:: Data ::

=== Begin Enclosure ===

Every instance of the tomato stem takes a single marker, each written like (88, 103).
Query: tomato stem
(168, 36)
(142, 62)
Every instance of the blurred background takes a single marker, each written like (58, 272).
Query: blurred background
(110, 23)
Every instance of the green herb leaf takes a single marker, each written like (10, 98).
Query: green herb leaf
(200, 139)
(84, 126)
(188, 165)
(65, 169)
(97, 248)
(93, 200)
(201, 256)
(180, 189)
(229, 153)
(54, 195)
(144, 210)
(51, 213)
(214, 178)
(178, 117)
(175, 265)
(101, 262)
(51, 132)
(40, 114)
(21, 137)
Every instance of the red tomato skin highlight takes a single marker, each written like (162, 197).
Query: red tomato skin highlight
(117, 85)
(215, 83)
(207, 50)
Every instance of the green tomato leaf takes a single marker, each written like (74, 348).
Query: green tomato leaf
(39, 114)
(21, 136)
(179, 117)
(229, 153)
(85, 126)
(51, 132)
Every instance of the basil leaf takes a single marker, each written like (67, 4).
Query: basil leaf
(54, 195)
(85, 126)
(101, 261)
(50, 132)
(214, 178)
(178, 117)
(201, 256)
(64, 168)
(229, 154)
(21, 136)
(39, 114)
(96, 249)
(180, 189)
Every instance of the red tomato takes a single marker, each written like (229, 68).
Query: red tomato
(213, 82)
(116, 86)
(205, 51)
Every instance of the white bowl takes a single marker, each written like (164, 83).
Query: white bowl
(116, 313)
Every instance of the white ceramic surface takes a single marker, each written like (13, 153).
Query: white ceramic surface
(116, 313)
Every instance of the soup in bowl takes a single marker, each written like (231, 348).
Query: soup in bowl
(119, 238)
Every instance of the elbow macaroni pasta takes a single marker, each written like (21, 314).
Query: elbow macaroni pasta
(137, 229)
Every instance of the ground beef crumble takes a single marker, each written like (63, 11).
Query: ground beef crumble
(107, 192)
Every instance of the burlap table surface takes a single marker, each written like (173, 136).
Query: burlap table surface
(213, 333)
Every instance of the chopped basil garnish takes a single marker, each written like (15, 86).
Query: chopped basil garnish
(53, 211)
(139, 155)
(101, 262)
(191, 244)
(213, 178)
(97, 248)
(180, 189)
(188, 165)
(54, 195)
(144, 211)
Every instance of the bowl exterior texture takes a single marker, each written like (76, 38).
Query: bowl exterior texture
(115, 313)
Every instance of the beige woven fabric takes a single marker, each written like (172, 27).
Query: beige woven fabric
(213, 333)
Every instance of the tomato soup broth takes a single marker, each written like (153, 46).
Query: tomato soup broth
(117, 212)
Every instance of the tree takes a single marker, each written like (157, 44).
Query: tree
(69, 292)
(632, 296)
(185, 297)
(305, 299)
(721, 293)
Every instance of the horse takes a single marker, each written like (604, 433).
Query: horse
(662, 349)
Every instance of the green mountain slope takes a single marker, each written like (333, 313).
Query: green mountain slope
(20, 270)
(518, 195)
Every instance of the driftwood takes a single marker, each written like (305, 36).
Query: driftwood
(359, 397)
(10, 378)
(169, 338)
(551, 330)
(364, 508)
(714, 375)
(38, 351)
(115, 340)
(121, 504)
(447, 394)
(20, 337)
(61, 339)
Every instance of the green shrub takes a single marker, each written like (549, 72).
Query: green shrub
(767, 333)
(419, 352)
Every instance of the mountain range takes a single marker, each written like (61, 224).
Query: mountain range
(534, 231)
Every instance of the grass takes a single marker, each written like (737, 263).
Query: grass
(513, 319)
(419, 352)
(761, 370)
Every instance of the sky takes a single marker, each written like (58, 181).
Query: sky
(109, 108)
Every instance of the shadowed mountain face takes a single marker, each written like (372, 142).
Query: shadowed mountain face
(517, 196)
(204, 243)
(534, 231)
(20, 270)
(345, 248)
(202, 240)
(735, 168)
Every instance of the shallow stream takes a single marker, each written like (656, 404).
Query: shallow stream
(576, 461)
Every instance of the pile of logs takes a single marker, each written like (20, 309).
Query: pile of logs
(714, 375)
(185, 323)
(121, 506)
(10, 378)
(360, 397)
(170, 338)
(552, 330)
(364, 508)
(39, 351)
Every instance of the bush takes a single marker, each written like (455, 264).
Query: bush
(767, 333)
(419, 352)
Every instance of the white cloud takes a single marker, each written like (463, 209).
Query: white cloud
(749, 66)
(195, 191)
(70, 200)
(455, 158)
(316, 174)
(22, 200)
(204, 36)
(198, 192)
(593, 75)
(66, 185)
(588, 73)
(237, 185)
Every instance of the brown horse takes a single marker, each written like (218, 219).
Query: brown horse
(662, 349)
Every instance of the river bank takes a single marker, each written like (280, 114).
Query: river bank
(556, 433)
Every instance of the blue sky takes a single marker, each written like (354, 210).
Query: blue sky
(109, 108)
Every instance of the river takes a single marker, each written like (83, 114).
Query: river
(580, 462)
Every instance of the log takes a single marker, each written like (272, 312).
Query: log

=== End Enclosure ===

Without skipping anything, transcribe every line above exactly.

:: Output of the exercise ::
Every instance of the tomato stem takes a single marker, each written like (88, 103).
Query: tomato stem
(168, 36)
(142, 62)
Every instance of the blurred background takes a single marker, each written like (58, 272).
Query: blurred background
(110, 23)
Every instance of the green herb leaf takes a single marker, each written like (10, 98).
Query: green herb leaf
(200, 139)
(84, 126)
(188, 165)
(65, 169)
(97, 248)
(93, 200)
(201, 256)
(180, 189)
(229, 153)
(54, 195)
(144, 210)
(51, 213)
(214, 178)
(178, 117)
(175, 265)
(101, 262)
(51, 132)
(40, 114)
(21, 137)
Every instance of the red tomato skin highlight takes a single marker, each written like (162, 197).
Query: red tomato skin highlight
(117, 85)
(215, 83)
(207, 50)
Every instance of the green tomato leaf takes a single marker, each written like (74, 348).
Query: green tomato leaf
(39, 114)
(21, 136)
(179, 117)
(229, 153)
(85, 126)
(51, 132)
Every instance of the basil leaf takes a single marker, each written like (67, 4).
Query: basil leaf
(54, 195)
(85, 126)
(101, 261)
(50, 132)
(214, 178)
(178, 117)
(201, 256)
(64, 168)
(229, 154)
(21, 136)
(39, 114)
(96, 249)
(180, 189)
Every instance of the red tomato takes a single marker, each written like (229, 68).
Query: red tomato
(213, 82)
(116, 86)
(205, 51)
Every instance of the white bowl takes a single marker, each written like (164, 83).
Query: white bowl
(116, 313)
Every instance of the white ceramic surface takes a single marker, each written like (13, 153).
Query: white ceramic surface
(116, 313)
Every instance of the soup in bowl takes a single marker, each written like (231, 348).
Query: soup in bowl
(119, 238)
Every instance of the elbow macaroni pasta takes a single marker, each written like (21, 314).
Query: elbow macaroni pasta
(137, 229)
Every instance of the ground beef crumble takes a single marker, each written like (63, 11).
Query: ground beef crumble
(107, 192)
Every instance of the burlap table surface takes a single marker, each written like (173, 136).
Query: burlap table surface
(213, 333)
Every instance of the chopped basil garnish takes a single marker, each written like (15, 86).
Query: chopped basil garnish
(53, 211)
(139, 155)
(101, 262)
(191, 244)
(213, 178)
(97, 248)
(180, 189)
(188, 165)
(54, 195)
(144, 211)
Every instance of the bowl exterior texture takes a single marker, each written like (76, 38).
Query: bowl exterior texture
(115, 313)
Every instance of the beige woven fabric takes a single marker, each written like (172, 27).
Query: beige woven fabric
(213, 333)
Every instance of the tomato soup broth takes a single marker, each written like (153, 46).
Query: tomato soup broth
(117, 212)
Every instance of the tree takes a single marker, each written like (157, 44).
Query: tree
(69, 292)
(632, 296)
(185, 297)
(305, 299)
(721, 293)
Every instance of the horse takes a single marker, each written like (604, 433).
Query: horse
(662, 349)
Every instance of the green mountain slope takes a single marker, each written like (333, 313).
Query: green mountain slope
(20, 270)
(518, 195)
Every instance of the driftwood takes a single marker, each written like (305, 36).
Query: driftwood
(359, 397)
(10, 378)
(169, 338)
(551, 330)
(364, 508)
(714, 375)
(38, 351)
(115, 340)
(121, 504)
(447, 394)
(20, 337)
(61, 339)
Every instance of the green shrub takes a single marker, each written like (549, 72).
Query: green shrub
(767, 333)
(419, 352)
Every instance of the mountain range takes a single marker, each written like (61, 224).
Query: mountain range
(534, 231)
Every instance of the grass takes a single marker, each written like (737, 263).
Query: grass
(513, 319)
(419, 352)
(761, 370)
Every instance of the sky takes a single marker, each written like (58, 181).
Query: sky
(109, 108)
Every instance of the shadowed mountain face takes a single marker, each written like (372, 142).
Query: shadowed mountain face
(517, 196)
(204, 243)
(534, 231)
(20, 270)
(345, 248)
(202, 240)
(735, 168)
Every instance of the shallow stream takes a single marker, each written like (656, 404).
Query: shallow stream
(576, 461)
Every instance of the pile of logs takes a single marker, each written like (20, 309).
Query: pile of logs
(714, 375)
(185, 323)
(121, 506)
(10, 378)
(360, 397)
(170, 338)
(552, 330)
(364, 508)
(39, 351)
Every instance of the bush takes a single marker, each written like (455, 264).
Query: bush
(767, 333)
(419, 352)
Every instance of the white cloud takes a single marker, each written like (463, 209).
Query: white cloud
(749, 66)
(195, 191)
(70, 200)
(455, 158)
(316, 174)
(22, 200)
(204, 36)
(198, 192)
(593, 75)
(66, 185)
(588, 73)
(237, 185)
Every instance of the brown horse takes a single marker, each written like (218, 219).
Query: brown horse
(662, 349)
Every instance of the river bank takes a single marker, each written like (280, 114).
Query: river bank
(556, 433)
Every instance of the blue sky takes a single marker, each written like (354, 210).
Query: blue sky
(109, 108)
Every instance of the river takes a single marker, each written like (83, 114).
Query: river
(580, 462)
Every instance of the log takes a single marker, each written like (272, 312).
Query: log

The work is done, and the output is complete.